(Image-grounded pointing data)
::::::::::

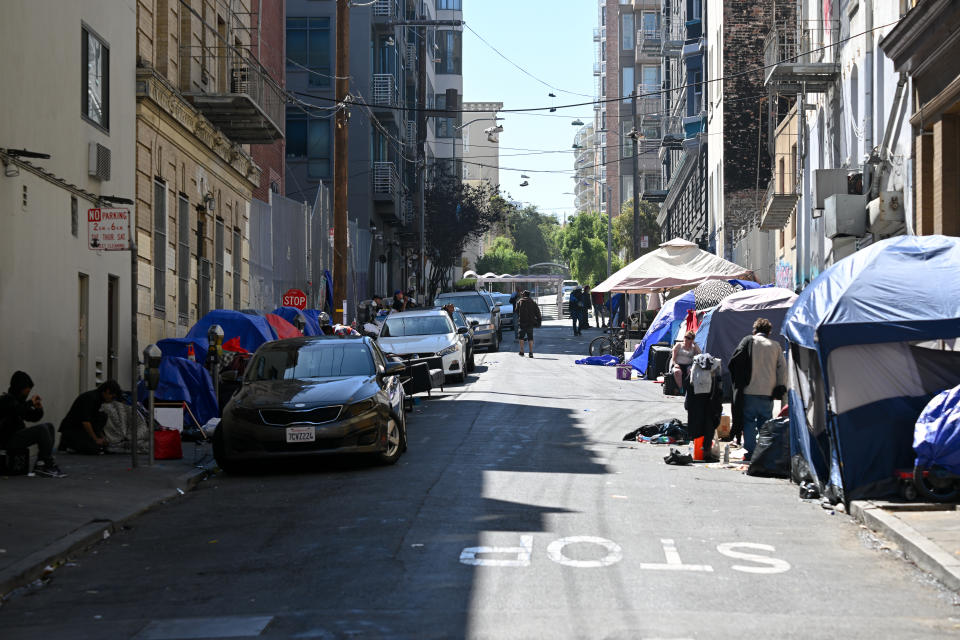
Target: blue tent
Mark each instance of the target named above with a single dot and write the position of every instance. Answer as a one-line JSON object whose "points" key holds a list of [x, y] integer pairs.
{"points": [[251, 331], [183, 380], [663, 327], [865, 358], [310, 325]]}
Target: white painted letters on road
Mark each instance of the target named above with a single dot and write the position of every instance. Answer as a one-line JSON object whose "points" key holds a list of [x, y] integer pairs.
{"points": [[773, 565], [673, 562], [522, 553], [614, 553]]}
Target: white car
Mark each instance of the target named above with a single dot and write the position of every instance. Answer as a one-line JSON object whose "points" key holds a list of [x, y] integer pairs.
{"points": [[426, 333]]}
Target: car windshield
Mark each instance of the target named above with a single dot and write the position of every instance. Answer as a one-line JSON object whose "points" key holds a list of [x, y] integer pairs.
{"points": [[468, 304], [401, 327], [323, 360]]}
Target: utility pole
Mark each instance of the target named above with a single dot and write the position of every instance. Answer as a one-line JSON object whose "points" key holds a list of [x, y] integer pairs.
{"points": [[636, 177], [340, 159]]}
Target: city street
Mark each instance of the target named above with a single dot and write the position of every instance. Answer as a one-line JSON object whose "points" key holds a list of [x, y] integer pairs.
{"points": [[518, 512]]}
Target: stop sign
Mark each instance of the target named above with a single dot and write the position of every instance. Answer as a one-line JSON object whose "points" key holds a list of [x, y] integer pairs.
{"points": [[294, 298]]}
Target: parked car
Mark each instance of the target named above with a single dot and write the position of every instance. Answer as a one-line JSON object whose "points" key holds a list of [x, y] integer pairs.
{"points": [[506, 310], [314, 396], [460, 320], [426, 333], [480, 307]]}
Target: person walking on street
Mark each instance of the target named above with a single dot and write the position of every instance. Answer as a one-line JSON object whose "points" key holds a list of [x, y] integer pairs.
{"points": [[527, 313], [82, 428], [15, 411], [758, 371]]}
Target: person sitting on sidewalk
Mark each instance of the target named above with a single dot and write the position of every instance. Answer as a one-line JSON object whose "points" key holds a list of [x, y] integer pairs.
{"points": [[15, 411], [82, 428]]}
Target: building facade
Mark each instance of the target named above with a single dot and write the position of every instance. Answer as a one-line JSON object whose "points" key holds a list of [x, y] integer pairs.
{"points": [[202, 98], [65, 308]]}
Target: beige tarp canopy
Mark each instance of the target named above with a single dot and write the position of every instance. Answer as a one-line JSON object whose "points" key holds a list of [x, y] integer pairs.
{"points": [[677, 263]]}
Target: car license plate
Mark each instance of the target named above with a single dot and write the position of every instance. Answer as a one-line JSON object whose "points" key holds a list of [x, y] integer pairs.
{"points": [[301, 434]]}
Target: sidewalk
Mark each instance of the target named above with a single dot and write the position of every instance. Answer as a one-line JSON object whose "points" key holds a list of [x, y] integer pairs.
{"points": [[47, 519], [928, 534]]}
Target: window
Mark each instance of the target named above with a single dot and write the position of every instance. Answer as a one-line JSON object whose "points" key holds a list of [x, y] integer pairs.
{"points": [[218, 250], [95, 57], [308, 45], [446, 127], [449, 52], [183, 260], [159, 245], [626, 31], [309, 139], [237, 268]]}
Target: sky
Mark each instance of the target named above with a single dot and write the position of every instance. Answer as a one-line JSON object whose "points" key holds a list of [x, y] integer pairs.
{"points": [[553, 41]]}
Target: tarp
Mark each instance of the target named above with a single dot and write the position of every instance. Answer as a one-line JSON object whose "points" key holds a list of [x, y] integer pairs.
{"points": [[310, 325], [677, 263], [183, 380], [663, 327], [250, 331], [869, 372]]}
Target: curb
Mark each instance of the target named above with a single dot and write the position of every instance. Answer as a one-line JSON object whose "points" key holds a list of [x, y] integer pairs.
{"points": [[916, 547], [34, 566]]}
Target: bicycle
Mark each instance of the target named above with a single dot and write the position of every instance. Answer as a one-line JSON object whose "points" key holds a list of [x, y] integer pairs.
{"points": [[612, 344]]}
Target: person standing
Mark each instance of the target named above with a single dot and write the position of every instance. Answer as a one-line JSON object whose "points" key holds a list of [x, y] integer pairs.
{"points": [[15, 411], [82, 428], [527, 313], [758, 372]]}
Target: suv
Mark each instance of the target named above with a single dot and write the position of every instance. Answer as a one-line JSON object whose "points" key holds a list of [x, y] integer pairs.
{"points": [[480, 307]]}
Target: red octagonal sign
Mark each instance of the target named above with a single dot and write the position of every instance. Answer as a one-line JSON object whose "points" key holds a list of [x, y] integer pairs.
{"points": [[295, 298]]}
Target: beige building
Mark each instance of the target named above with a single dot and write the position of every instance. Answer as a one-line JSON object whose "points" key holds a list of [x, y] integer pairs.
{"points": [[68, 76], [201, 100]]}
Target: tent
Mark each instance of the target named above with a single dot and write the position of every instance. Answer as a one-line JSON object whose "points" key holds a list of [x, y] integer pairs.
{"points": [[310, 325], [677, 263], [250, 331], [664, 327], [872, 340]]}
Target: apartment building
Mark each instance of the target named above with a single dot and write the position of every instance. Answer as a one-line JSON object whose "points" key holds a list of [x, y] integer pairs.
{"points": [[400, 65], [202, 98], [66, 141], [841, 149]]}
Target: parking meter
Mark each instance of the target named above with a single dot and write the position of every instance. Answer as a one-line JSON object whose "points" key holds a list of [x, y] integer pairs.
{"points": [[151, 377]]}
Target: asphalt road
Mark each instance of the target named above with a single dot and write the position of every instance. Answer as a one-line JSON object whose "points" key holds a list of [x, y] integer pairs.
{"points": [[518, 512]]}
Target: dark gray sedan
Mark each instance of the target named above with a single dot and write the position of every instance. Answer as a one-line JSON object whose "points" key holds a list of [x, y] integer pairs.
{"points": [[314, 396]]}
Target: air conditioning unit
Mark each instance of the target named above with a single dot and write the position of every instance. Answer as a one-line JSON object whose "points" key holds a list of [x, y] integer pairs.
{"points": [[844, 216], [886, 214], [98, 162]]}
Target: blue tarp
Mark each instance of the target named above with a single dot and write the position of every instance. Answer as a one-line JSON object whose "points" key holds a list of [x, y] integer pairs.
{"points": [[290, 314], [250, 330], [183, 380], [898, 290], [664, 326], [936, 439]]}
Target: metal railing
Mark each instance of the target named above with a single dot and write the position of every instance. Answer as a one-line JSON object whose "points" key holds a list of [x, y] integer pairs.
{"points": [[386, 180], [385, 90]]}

::::::::::

* GOAL OF THE EXERCISE *
Set the records down again precisely, skipping every image.

* ANSWER SECTION *
Target: blue tent
Mark each instance of the target named above with a single dot and write the position of every instance. Answer as a one-line JSON object whose "points" key holds a list of [x, y] integer pairs.
{"points": [[251, 331], [183, 380], [663, 327], [865, 358], [310, 325]]}
Target: white painted letters on road
Mark each instance of the target named above with a single dot and write the position of every instance. Answer as a one-line JSON object whose "points" key holds a list of [x, y] integer pairs.
{"points": [[773, 565], [673, 562], [522, 553], [614, 553]]}
Target: white car
Mark each instance of the target named above with a single dot and write the position of every instance. Answer as a one-line JSON object whose "points" key holds a list of [x, y] integer pairs.
{"points": [[426, 333]]}
Target: car windshield
Mark each instance of the target named above with a single dot and write the position of every instance. Answer as a one-line JSON object whose "points" key holds a list of [x, y] integer pairs.
{"points": [[468, 304], [401, 327], [323, 360]]}
Target: utility pole
Mark each instance of the target named above with a single dot and write the position of every instance. Answer as a one-line JSON object whose "points" key holds a list of [x, y] integer pairs.
{"points": [[636, 177], [340, 159]]}
Target: city street
Mark each instance of the target named above with a single dot and write the position of every instance. Answer as a one-line JSON object whose "points" key holds a list of [x, y] integer pairs.
{"points": [[518, 512]]}
Target: stop sign
Mark each instance of the target named above with a single dot and write the position of every instance. Answer as a one-line JSON object whose "points" key holds a list of [x, y] integer pairs.
{"points": [[294, 298]]}
Target: parked car
Mark each instance of the target named above with a single dot and write the position of every instance. Answer as a one-line JSON object whose "points" key holds a list of [x, y] integer pairs.
{"points": [[506, 310], [314, 396], [460, 320], [426, 333], [480, 307]]}
Target: person walking on street
Mark each instance of the target named above with a single dot and write the position of every instance. Answer as a one-line JSON object whose "points" key holds a list of [x, y] integer pairs.
{"points": [[527, 313], [82, 428], [15, 411], [758, 371]]}
Target: person sitting on sidewalk
Mark each instance of the target named above with a single dot and write the position of every instance. Answer as a one-line JSON object whose "points" key holds a list of [x, y] integer pairs.
{"points": [[15, 411], [82, 428]]}
Target: building facade
Mark each instance of the target named above with a single dot and write the position of every instance. Answer as a one-line JSON object whose "points" key holds a list of [x, y] integer pairs.
{"points": [[202, 98], [65, 308]]}
Target: beige tarp canopy
Mark each instance of the target named above with a single dot and write the position of every instance. Answer as a one-line JSON object whose "points" key holds a list of [x, y] integer pairs.
{"points": [[677, 263]]}
Target: car license plate
Mark each instance of the target named above with a single dot and write the position of every instance. Answer as a one-line JSON object whose "points" key holds a list of [x, y] integer pairs.
{"points": [[301, 434]]}
Target: sidewalk
Mark each instance of the target named above with a single dot and write the position of every instance. Answer as a one-line JSON object whose "points" key holds a list of [x, y] integer pairs.
{"points": [[47, 519], [928, 534]]}
Target: window
Mark each instance of the target named above with a single dot and write the position of every instance. Answer as a one-line JSON object whose "points" key holds a list of [x, y] integer pairs.
{"points": [[218, 250], [95, 57], [308, 45], [446, 127], [449, 52], [183, 260], [159, 245], [626, 31], [309, 139], [237, 268]]}
Target: sky
Mark each instance of the target named above with a single dot and write the position of every instance. Answer as a one-line JSON object whose "points" key holds a list of [x, y] integer pairs.
{"points": [[553, 41]]}
Target: tarp
Mark each instance of the target named above with a single dot and write the position of every instance. Answer as a one-line JSON object whose "points" key holds a list of [x, y] integer pairs.
{"points": [[310, 325], [677, 263], [183, 380], [663, 327], [250, 331], [869, 372]]}
Target: curb
Mark each instance of the target named above with a single dot and write the position of every instance. Answer as a one-line JSON object whose "points" key holds a list of [x, y] integer pairs.
{"points": [[916, 547], [34, 566]]}
Target: bicycle
Mark each instance of the target named above with a single dot and write the position of every instance. Answer as a one-line JSON object whose "points" key holds a list of [x, y] integer pairs.
{"points": [[612, 344]]}
Target: person standing
Mark each instance of the target named above with a single dot and write the position of every instance. Answer as a one-line JSON object whose "points" key holds a list of [x, y] integer pairs.
{"points": [[15, 411], [82, 428], [527, 313], [758, 372]]}
Target: suv
Mark each instance of the target named above with a single dot and write the position of every instance. Answer as a one-line JSON object whose "points" key holds a list of [x, y] integer pairs.
{"points": [[480, 307]]}
Target: red octagonal sign
Mark each instance of the target named above with a single dot and write the position of every instance. Answer as a one-line JSON object whose "points" key holds a list of [x, y] integer pairs.
{"points": [[295, 298]]}
Target: beige building
Mark each instance of the target named above with a single dot and write the position of every instance. Answer as a one-line JSON object whose "points" key holds a list of [x, y] integer pairs.
{"points": [[68, 76], [201, 100]]}
Target: tent
Mark each instance of the target named above with a single dot and write the position of every instance. Answer as a one-line JSON object whose "points" key holds a list of [x, y] integer pairs.
{"points": [[310, 325], [677, 263], [250, 331], [664, 327], [872, 340]]}
Target: apartment building
Mark each instance of the target named above with a single dot and write the position of every instance. Answer as a one-line JSON object whose "points" key holds a list of [x, y] integer pairs.
{"points": [[400, 65], [202, 98], [66, 141], [841, 149]]}
Target: parking meter
Mark each instance of the target named above with a single dot and write the position of every instance. Answer as a one-line JSON object whose "points" key holds a list of [x, y] integer pairs.
{"points": [[151, 377]]}
Target: asphalt road
Mark each instance of the target named above with a single dot and write the position of every instance. Answer as a one-line JSON object whose "points" key holds a list of [x, y] integer pairs.
{"points": [[518, 512]]}
Target: dark gray sedan
Mark each instance of the target named above with a single dot and write the position of every instance. Answer as a one-line JSON object whose "points" key holds a list of [x, y] integer pairs.
{"points": [[314, 396]]}
Target: air conditioning unit
Mark each instance of the target named above with a single dot and write the position of every instance. Answer as a one-line JSON object whose "points" key holds a list of [x, y] integer pairs.
{"points": [[844, 216], [886, 214], [98, 162]]}
Target: blue tarp
Mark each instance of the target named above with a single dot and write the position of every instance. Answer as a one-line JSON object whose "points" key holds a list of [x, y] integer pairs.
{"points": [[290, 314], [250, 330], [183, 380], [898, 290], [664, 326], [936, 439]]}
Target: metal railing
Mark each instance of the target named above with a single dot and write the position of every instance. Answer as a one-line JSON object whose "points" key holds a list of [x, y] integer pairs.
{"points": [[386, 180], [385, 90]]}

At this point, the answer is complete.